PROMPT:
Quote verbatim every line in the entries below, from the line containing "Shot-chart prep: mark the black face mask above" down to the line containing "column 463, row 383", both of those lines included.

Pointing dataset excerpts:
--- START ---

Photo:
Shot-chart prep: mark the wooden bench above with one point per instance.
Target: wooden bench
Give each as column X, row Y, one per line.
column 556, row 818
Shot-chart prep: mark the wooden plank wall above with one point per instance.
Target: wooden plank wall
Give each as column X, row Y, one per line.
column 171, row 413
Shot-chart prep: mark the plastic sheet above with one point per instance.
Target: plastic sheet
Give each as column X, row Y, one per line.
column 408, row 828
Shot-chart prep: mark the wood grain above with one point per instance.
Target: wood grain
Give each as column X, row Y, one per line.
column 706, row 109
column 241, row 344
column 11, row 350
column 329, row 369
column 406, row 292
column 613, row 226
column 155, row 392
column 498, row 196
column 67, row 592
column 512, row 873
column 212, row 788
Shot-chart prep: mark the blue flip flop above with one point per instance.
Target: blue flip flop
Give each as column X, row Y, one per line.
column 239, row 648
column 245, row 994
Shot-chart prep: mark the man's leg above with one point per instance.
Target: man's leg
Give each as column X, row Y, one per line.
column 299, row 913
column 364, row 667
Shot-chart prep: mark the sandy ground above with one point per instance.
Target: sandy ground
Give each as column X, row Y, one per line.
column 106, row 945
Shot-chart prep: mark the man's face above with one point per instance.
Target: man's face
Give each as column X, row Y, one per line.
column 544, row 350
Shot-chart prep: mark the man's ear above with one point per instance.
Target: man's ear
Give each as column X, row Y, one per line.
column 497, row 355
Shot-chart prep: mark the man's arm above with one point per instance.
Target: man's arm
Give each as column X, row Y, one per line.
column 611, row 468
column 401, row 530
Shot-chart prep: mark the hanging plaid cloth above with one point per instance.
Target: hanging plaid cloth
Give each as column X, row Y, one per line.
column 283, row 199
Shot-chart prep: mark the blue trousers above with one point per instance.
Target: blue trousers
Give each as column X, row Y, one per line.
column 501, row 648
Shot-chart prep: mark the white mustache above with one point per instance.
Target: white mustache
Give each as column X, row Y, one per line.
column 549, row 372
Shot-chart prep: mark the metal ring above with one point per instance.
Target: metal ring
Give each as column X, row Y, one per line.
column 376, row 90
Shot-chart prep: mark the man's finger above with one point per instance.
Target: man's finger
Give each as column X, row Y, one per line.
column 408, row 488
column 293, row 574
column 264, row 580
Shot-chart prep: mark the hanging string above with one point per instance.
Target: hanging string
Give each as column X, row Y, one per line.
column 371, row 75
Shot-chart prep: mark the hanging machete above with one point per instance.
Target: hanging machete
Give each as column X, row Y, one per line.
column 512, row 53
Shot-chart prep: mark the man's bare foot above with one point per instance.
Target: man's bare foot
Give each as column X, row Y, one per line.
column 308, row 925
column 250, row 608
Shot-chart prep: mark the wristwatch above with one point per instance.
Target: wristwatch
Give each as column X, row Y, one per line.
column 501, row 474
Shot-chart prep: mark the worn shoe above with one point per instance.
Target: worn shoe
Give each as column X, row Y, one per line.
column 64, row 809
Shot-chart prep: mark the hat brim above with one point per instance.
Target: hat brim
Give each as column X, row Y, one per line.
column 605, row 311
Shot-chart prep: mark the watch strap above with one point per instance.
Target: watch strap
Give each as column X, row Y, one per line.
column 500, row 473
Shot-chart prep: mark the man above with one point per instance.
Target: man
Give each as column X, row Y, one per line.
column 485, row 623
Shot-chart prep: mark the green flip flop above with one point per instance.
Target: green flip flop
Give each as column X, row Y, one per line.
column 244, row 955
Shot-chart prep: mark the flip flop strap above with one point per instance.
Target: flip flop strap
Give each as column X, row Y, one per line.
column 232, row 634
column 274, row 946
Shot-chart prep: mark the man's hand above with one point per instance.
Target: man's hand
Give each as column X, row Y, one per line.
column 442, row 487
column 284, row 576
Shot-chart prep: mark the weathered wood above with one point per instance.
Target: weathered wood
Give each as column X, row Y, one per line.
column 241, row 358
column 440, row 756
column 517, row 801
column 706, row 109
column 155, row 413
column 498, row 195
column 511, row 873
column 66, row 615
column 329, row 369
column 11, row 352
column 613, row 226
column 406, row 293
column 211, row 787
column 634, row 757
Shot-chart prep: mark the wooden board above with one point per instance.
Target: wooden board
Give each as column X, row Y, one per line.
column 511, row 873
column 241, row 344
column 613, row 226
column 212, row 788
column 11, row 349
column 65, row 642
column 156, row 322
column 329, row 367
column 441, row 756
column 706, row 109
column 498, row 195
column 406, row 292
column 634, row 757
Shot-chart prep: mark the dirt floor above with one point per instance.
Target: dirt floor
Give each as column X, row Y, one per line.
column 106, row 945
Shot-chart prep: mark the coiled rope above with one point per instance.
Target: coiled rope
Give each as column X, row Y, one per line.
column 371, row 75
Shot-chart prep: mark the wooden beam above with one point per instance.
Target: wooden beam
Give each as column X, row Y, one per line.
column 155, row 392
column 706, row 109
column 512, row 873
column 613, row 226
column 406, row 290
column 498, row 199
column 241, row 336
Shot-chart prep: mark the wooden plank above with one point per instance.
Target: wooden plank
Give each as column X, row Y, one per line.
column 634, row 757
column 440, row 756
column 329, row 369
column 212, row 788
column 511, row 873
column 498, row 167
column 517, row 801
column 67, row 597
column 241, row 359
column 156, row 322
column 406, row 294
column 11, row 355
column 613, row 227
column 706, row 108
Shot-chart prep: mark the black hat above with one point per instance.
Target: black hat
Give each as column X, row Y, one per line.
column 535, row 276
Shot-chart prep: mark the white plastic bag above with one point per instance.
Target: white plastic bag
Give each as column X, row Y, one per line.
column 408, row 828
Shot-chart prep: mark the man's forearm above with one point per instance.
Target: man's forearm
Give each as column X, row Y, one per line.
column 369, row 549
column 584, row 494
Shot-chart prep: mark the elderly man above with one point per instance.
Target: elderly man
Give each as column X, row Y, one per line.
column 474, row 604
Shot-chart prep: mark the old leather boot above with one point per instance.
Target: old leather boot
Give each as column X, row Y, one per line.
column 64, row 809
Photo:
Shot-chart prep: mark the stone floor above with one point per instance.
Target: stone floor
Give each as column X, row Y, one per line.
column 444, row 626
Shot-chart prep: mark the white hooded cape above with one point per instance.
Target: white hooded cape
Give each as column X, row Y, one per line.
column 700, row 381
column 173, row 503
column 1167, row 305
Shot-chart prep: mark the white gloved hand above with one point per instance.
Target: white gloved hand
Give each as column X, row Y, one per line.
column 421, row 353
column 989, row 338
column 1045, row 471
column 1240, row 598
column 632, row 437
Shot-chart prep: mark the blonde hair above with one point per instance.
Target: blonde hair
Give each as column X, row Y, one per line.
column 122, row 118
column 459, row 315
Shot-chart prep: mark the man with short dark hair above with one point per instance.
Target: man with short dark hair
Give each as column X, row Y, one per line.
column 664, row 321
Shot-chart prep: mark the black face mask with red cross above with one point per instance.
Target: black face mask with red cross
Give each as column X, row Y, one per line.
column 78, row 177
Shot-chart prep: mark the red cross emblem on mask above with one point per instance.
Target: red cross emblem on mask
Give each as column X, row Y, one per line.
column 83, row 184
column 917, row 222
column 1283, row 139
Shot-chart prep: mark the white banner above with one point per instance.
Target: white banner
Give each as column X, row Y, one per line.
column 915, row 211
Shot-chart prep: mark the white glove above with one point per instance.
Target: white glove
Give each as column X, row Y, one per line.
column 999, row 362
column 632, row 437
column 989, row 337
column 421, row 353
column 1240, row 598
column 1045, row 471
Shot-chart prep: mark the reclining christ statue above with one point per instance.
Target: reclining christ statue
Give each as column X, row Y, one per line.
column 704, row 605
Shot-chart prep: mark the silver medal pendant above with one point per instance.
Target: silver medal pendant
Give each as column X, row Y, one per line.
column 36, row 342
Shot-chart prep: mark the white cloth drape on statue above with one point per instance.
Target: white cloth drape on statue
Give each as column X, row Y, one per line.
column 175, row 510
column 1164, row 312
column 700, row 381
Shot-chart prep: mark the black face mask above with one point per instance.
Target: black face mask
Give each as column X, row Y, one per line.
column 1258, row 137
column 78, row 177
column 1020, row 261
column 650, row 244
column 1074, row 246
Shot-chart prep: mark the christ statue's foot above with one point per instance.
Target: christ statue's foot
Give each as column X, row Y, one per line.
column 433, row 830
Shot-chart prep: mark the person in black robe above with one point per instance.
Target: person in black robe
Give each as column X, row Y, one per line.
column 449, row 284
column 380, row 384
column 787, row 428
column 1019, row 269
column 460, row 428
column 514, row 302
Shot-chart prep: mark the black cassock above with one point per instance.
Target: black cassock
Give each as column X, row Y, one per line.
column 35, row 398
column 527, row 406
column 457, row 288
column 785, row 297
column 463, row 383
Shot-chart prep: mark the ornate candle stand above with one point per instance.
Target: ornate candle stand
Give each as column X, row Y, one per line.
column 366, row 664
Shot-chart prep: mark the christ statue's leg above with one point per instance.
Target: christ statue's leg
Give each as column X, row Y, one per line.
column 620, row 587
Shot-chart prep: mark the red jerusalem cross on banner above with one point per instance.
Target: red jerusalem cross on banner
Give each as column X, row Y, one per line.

--- END ---

EXERCISE RESPONSE:
Shot-chart prep: mark the black face mask above with one point per instance.
Target: black face mask
Give each as column X, row Y, one per line.
column 1258, row 137
column 78, row 177
column 1020, row 261
column 650, row 244
column 1074, row 246
Shot-chart prep: mark the christ statue's foot above with one point per instance.
Target: christ statue's foot
Give each as column X, row Y, one per line.
column 433, row 830
Shot-chart prep: mark the person in black robe above with one point per instance.
Target: person in black robe
Give each as column X, row Y, one per line.
column 449, row 284
column 380, row 384
column 787, row 428
column 1019, row 269
column 460, row 428
column 514, row 302
Shot-chart prep: mark the black cassock above with one point per instance.
Target: black cassock
Give each as column X, row Y, one per line.
column 35, row 398
column 527, row 406
column 457, row 288
column 785, row 297
column 463, row 383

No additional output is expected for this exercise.